## EXERCISE BRIEF
The response must match the data below exactly, line for line.

━━━━━━

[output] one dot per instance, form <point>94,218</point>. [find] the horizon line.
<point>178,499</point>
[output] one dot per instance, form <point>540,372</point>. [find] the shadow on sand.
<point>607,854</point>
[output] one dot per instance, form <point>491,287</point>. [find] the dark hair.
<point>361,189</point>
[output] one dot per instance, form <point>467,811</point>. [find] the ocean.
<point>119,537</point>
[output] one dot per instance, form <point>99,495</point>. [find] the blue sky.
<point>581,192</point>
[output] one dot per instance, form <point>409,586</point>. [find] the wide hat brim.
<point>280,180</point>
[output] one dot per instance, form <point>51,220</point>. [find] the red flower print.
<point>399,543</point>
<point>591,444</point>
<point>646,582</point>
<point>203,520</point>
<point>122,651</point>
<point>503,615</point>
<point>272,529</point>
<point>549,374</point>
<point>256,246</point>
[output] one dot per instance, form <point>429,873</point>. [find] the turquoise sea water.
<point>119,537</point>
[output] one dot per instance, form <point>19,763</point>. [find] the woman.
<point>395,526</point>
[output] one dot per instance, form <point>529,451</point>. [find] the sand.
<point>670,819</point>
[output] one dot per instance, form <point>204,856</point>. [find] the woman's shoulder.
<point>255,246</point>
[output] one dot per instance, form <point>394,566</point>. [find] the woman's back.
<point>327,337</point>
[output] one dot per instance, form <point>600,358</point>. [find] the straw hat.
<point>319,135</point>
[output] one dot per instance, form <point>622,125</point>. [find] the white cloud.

━━━━━━

## REPLY TO THE EXERCISE
[output] one dot per instance, form <point>94,218</point>. [find] the horizon line.
<point>178,499</point>
[output] one dot per instance, form <point>540,372</point>. [find] the shadow on sand.
<point>607,854</point>
[output] one dot per instance, form <point>491,287</point>. [find] the dark hair.
<point>361,189</point>
[output] one dot per instance, form <point>467,811</point>. [find] the ocean.
<point>119,537</point>
[output] one dot per instance, form <point>99,495</point>. [find] the blue sky.
<point>581,192</point>
[output] one dot per instance, form <point>409,586</point>. [find] the wide hat brim.
<point>280,180</point>
[output] one dot per instance, form <point>51,220</point>. [find] the red flower print.
<point>399,543</point>
<point>591,444</point>
<point>646,582</point>
<point>203,520</point>
<point>122,651</point>
<point>503,615</point>
<point>272,529</point>
<point>549,374</point>
<point>256,246</point>
[output] one dot per instance, form <point>429,873</point>. [find] the turquoise sea water.
<point>119,537</point>
[output] one dot per instance, form <point>19,763</point>. [find] the woman.
<point>395,526</point>
[output] one dot per instance, form <point>529,451</point>. [find] the sand.
<point>670,819</point>
[output] one dot per instance, form <point>204,856</point>. [find] the woman's shoulder.
<point>255,246</point>
[output] one dot per instance, form <point>394,566</point>. [find] the woman's back.
<point>327,337</point>
[output] one dot per instance, form <point>600,358</point>. [find] the straw hat.
<point>319,135</point>
[output] one dot per instance, form <point>622,125</point>. [find] the white cloud.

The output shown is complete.